(QUOTED TEXT):
● ● ●

Friday, October 4, 2013

Think of Base64 Data as Plain Text

I think there is still confusion in the minds of many developers about Base64 encoding.  It's not encryption.  It doesn't offer any protection of the data at all.  It's trivial to decode with Burp Suite, a desktop utility, or a website such as this.

When testing a web application for security, be sure to decode any Base64-encoded strings you see (often they will have one or two "=" at the end).  You may find the resulting data is gibberish, which probably means it's encrypted or hashed.  Or you may find sensitive user data developers were hoping to hide.  You also might find technical information about the deployment infrastructure or a clue that leads you to another area of the application that has a security hole.

What is Base64 encoding?  Just a way to encode ANY data so it can be represented as plain ASCII text.  This is convenient in many situations.  Email attachments are sent as Base64 data for example.  For every 3 bytes of data, encoding will get you 4 ASCII characters.  It works by first concatenating ("smooshing") the data together in binary form, then chunking it up into 6 bit sequences.  Padding with zeros is done if needed so the data is a multiple of 3 bytes. Each 6 bit sequence is converted to an ASCII character according to a standard Base64 encoding table.

● ● ●

(RECORDS):
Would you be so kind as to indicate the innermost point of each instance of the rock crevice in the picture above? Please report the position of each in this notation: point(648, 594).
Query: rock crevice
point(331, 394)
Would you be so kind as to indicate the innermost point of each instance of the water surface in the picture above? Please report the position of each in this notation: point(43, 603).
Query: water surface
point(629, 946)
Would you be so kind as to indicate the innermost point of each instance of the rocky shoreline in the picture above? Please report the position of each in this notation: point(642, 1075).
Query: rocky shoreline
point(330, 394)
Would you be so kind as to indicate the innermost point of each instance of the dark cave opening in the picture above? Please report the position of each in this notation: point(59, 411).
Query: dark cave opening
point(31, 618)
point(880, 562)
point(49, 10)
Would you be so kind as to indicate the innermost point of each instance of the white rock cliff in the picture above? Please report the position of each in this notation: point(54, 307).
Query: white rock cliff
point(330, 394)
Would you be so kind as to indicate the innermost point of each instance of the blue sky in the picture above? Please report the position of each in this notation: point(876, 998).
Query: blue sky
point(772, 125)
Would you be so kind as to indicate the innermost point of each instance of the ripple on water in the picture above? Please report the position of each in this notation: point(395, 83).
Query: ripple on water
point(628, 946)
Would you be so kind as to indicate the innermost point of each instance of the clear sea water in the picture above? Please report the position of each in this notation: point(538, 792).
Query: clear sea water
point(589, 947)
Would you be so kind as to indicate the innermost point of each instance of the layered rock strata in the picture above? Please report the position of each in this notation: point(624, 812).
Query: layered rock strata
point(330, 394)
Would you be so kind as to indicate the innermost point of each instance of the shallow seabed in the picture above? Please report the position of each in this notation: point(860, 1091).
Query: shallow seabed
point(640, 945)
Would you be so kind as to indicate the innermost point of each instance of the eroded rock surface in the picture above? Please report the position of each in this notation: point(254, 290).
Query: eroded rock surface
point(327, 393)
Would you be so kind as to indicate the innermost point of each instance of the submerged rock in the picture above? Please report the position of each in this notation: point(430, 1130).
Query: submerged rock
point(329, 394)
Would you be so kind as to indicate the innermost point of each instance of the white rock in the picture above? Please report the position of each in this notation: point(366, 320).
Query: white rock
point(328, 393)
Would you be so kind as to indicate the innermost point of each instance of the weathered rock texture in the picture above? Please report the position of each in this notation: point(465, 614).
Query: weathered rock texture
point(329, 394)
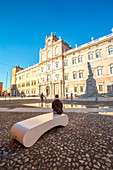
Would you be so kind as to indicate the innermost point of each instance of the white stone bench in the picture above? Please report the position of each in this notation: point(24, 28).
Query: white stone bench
point(27, 132)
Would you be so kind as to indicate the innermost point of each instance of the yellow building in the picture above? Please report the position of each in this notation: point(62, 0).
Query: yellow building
point(63, 70)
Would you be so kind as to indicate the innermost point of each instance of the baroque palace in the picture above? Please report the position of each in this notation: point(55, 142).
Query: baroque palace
point(63, 70)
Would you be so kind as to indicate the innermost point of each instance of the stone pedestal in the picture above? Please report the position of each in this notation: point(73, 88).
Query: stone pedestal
point(91, 89)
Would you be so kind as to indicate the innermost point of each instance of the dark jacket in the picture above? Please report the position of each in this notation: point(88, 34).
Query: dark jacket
point(58, 103)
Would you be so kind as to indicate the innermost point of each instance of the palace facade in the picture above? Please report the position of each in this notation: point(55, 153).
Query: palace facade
point(63, 70)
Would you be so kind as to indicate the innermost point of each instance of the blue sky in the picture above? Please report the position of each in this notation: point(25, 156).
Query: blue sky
point(24, 25)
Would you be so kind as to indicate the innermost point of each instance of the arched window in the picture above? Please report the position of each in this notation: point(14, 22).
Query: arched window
point(56, 50)
point(48, 54)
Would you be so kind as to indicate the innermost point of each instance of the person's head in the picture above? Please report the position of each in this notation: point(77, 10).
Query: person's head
point(56, 96)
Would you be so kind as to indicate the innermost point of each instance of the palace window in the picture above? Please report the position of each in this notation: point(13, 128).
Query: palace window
point(79, 59)
point(100, 87)
point(27, 91)
point(56, 50)
point(65, 63)
point(80, 74)
point(27, 83)
point(111, 69)
point(74, 75)
point(48, 54)
point(66, 89)
point(23, 76)
point(28, 75)
point(90, 56)
point(48, 77)
point(42, 69)
point(81, 89)
point(110, 50)
point(49, 42)
point(73, 60)
point(33, 83)
point(57, 77)
point(19, 77)
point(23, 84)
point(42, 57)
point(97, 54)
point(56, 65)
point(99, 71)
point(75, 89)
point(66, 77)
point(48, 67)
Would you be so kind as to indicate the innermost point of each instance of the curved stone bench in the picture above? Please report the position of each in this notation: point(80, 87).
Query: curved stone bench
point(27, 132)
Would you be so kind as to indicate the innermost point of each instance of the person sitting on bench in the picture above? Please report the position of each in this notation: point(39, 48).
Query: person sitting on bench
point(57, 105)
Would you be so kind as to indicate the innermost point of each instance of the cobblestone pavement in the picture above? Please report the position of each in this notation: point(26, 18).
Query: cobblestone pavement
point(85, 143)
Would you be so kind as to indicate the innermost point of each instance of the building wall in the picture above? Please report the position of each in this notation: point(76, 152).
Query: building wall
point(64, 70)
point(1, 88)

● ● ●

(WHAT IS BEING ASKED): Write the next few paragraphs of the blog post on Base64 encoding, starting right after its last sentence.

(FINAL ANSWER):
Here is an example of Base64 encoding in action.

1) Start with some data. It could be Hex, Binary, ASCII, and so on.  Let's use the word "Hi".

2) Convert each byte to binary. We need to add one zero for padding in this case.
H : ascii code 72 / binary 01001000
i : ascii code 105 / binary 01101001
0 : binary 00000000

3) Smoosh the binary data together:
010010000110100100000000

4) Chunk it up into 6 bit sequences:
010010 000110 100100 000000
The decimal equivalent is:
18  6  36  0

5) Convert to Base64 using the table below. Any artificial trailing zero is represented by a "=".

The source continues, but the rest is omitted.